(Outline annotation lines)
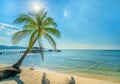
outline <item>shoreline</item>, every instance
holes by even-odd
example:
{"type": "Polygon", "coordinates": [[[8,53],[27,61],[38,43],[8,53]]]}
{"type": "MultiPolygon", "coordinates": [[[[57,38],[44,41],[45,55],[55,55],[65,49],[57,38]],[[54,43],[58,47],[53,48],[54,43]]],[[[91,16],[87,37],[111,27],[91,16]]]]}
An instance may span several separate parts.
{"type": "MultiPolygon", "coordinates": [[[[9,66],[6,64],[0,64],[0,68],[4,66],[9,66]]],[[[76,84],[120,84],[120,82],[113,82],[112,80],[103,80],[95,77],[76,76],[68,73],[59,73],[56,71],[46,70],[46,69],[34,69],[30,70],[30,67],[21,67],[22,73],[20,74],[20,79],[25,84],[40,84],[43,72],[46,73],[47,78],[50,80],[50,84],[64,84],[65,80],[70,79],[71,76],[75,78],[76,84]]],[[[0,84],[6,84],[6,81],[0,82],[0,84]]],[[[7,81],[7,84],[16,84],[14,80],[7,81]],[[13,83],[14,82],[14,83],[13,83]]]]}

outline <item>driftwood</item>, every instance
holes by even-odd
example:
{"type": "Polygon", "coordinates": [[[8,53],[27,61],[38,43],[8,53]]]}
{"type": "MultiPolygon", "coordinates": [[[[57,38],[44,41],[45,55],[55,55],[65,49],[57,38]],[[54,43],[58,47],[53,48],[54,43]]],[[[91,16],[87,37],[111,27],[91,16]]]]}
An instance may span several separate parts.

■ Given instruction
Can you convert the lines, starting at the one that contains "outline <item>driftwood</item>, every" and ending with the final line, into a numbered list with blank lines omitted?

■ Completed task
1. outline <item>driftwood</item>, every instance
2. holes by even-odd
3. example:
4. {"type": "Polygon", "coordinates": [[[8,53],[27,61],[38,43],[8,53]]]}
5. {"type": "MultiPolygon", "coordinates": [[[[57,38],[44,41],[45,55],[55,55],[65,49],[57,38]],[[54,43],[58,47],[53,48],[54,43]]],[[[91,16],[87,37],[111,27],[91,16]]]]}
6. An instance may span several separate parts.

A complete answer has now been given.